▶ **EXCERPT**:
◆ ◆ ◆ ◆

We’re Sexy and We Know It

I’ll bet you’re wondering what this one will be about. Hmmmm? I promise it isn’t about Fifty Shades of Grey, which I still haven’t read. Though I have it on good authority that a gal I know announced in polite company that her husband said she didn’t need to read it because she had already done everything in the book. Yes, well, thanks for sharing. And ew.

But I digress, as I tend to do.

No, this is about just how sexy my husband and I are every night when we go to bed. Now I know what you’re thinking. You’re thinking, WTF how can she write about such a topic when she just dissed some chick for giving TMI (that’s “too much information” for the over forty-five set — learn text speak people) about her own bedroom frolics. But really, you have no idea what I am going to write. So read on.

I’m going to let you in on our little bedtime rituals. And they are so awesome that once you’ve read this you are going to run, not walk, to the appropriate places (well maybe tomorrow if you are reading this at night and such places are closed now) so that you too can have a little bit of wonderful every night. Really spice things up.

Good Lord you aren’t reading this with your kid looking over your shoulder, are you? Well if so it’s time for junior to go to bed. The last thing I want to be is inappropriate for crying out loud.

◆ ◆ ◆ ◆

▶ **EXERCISES TO COMPLETE**:
- a) Turn the entries in the data block below into a numbered list, omitting blank lines and leaving out the pictures.
- b) Continue the humorous piece about the couple's nightly bedtime rituals, starting right after its final sentence.

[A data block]
◆ ◆ ◆ ◆

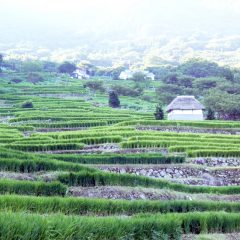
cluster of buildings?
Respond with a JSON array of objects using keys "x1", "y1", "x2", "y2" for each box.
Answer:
[
  {"x1": 71, "y1": 68, "x2": 204, "y2": 120},
  {"x1": 119, "y1": 69, "x2": 155, "y2": 80}
]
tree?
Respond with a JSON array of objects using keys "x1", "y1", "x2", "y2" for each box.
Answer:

◆ ◆ ◆ ◆

▶ **ANSWERS**:
- a)
1. cluster of buildings?
2. Respond with a JSON array of objects using keys "x1", "y1", "x2", "y2" for each box.
3. Answer:
4. [
5.   {"x1": 71, "y1": 68, "x2": 204, "y2": 120},
6.   {"x1": 119, "y1": 69, "x2": 155, "y2": 80}
7. ]
8. tree?
9. Respond with a JSON array of objects using keys "x1", "y1", "x2", "y2" for each box.
10. Answer:

- b)
So every night after I change into my pyjamas and wash my face — oh and in case you were wondering I use Dr. Hauschka products which totally saved my skin and got me through chemo and don’t contain evil carcinogens wish they were paying me to write this crap — and brush my teeth and floss (as Julia Roberts said in Pretty Woman, you shouldn’t  neglect your gums and I always take dental hygiene advice from hookers cuz I figure they oughtta know…), I put it in.

My mouthguard, that is.

Yup. A dentist politely informed me while I was in college that I grind my teeth. “You’d better start wearing one of these,” he said, “or you’ll grind your teeth down to [insert appropriate hand gesture indicating something teeny] by the time you’re [insert age that sounded really old at the time but now is probably in the next ten years]. “Uh, okay,” I said. And after blowing that advice off for a few years I finally succumbed and had a mouthguard made. And have worn it every night since.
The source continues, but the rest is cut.